# Task directions
Transcribe the records below exactly.

# Collected data entries

**********

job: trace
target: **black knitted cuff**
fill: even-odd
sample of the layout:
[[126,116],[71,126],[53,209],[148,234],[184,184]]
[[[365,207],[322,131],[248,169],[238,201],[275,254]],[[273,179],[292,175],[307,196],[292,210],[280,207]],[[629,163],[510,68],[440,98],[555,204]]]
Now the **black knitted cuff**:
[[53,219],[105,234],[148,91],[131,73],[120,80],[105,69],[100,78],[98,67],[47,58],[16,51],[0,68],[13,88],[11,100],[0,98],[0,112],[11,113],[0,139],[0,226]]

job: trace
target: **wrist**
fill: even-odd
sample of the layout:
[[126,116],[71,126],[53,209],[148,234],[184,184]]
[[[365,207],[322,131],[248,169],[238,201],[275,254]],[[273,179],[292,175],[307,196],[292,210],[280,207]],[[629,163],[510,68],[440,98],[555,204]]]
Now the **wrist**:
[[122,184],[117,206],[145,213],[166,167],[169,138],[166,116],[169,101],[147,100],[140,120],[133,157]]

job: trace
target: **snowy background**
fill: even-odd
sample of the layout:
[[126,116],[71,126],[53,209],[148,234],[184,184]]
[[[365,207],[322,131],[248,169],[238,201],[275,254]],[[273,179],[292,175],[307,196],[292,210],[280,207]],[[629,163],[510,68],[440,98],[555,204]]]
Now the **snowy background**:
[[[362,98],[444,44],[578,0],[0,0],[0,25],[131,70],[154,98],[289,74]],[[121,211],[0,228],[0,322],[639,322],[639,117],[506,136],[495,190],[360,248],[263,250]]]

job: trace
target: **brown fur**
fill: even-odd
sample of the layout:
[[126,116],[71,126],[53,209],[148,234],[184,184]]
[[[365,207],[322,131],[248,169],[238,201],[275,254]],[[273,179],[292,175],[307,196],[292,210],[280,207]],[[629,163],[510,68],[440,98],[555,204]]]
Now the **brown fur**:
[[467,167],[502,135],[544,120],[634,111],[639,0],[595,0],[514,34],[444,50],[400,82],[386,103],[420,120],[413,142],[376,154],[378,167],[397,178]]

**********

# In response
job: trace
target: **black knitted cuff**
fill: even-odd
sample of the layout:
[[126,116],[71,126],[53,209],[148,234],[184,184]]
[[[365,207],[322,131],[248,169],[238,201],[275,254]],[[273,179],[292,175],[307,196],[292,210],[280,207]],[[629,163],[510,68],[440,98],[555,204]]]
Now the **black knitted cuff**:
[[53,219],[105,234],[148,91],[131,73],[120,80],[105,69],[100,78],[98,67],[47,58],[16,51],[0,68],[13,88],[11,100],[0,98],[0,112],[11,113],[0,139],[0,226]]

job: trace
target: **wrist**
fill: even-odd
sample of the layout:
[[126,116],[71,126],[53,209],[148,234],[184,184]]
[[[365,207],[322,131],[248,169],[238,201],[275,254]],[[273,179],[292,175],[307,196],[292,210],[280,207]],[[629,163],[510,68],[440,98],[555,204]]]
Now the **wrist**:
[[122,184],[117,206],[145,213],[166,167],[169,138],[166,116],[169,101],[147,100],[140,120],[133,157]]

job: trace
target: **snowy background**
fill: even-odd
sample of the layout:
[[126,116],[71,126],[53,209],[148,234],[184,184]]
[[[365,207],[322,131],[248,169],[238,201],[275,254]],[[273,179],[292,175],[307,196],[292,210],[280,207]],[[629,163],[510,68],[440,98],[555,204]]]
Now the **snowy background**:
[[[362,98],[444,44],[578,0],[0,0],[0,25],[131,70],[154,98],[289,74]],[[121,211],[0,228],[0,322],[639,322],[639,117],[506,136],[495,190],[360,248],[263,250]]]

job: trace
target: **brown fur**
fill: even-odd
sample of the layout:
[[126,116],[71,126],[53,209],[148,234],[184,184]]
[[[365,207],[322,131],[248,169],[238,201],[275,254]],[[273,179],[292,175],[307,196],[292,210],[280,207]],[[629,163],[510,68],[440,98],[555,204]]]
Now the **brown fur**:
[[467,167],[502,135],[544,120],[634,111],[639,0],[595,0],[514,34],[444,50],[400,82],[386,103],[420,120],[413,142],[376,154],[378,167],[397,178]]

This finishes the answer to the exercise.